Region pointing data
- Opening Delimiter -

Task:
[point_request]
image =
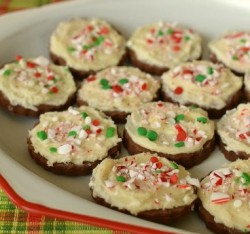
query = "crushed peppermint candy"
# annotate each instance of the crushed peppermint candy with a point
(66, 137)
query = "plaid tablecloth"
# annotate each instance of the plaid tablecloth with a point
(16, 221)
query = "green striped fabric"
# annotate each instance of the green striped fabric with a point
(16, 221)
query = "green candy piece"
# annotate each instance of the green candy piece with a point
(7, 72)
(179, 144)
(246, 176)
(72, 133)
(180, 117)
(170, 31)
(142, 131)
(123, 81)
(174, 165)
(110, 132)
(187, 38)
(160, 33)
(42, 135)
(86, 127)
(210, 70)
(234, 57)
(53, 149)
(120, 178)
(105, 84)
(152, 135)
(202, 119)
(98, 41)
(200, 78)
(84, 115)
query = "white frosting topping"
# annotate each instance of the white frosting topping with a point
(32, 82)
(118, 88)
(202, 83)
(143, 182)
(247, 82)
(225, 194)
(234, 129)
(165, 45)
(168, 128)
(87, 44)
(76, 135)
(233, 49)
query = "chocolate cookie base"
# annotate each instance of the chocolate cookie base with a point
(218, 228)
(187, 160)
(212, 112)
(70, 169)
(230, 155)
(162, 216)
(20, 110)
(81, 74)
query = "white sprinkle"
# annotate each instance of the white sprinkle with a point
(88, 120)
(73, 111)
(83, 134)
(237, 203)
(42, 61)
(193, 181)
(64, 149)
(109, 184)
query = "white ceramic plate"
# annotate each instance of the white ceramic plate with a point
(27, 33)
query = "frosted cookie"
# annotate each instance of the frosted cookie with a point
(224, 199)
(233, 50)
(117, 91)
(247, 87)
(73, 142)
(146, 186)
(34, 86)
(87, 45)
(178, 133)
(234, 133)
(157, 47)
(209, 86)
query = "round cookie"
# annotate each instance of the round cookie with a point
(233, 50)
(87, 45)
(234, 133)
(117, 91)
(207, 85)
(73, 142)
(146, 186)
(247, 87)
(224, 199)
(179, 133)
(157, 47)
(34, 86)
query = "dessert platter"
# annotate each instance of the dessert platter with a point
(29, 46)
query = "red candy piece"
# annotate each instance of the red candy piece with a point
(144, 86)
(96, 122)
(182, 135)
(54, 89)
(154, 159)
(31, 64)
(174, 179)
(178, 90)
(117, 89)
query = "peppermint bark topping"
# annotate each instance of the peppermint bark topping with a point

- Closing Delimiter -

# [To do]
Return exactly the lines from the one containing "# annotate each instance of the red" to the last line of the data, and nothing more.

# [Completed exercise]
# annotate each instance of the red candy piece with a point
(144, 86)
(96, 122)
(182, 135)
(54, 89)
(154, 159)
(31, 64)
(174, 179)
(178, 90)
(117, 89)
query = "peppermint bark topping"
# annotate each instance of the peppermint bark topping with a point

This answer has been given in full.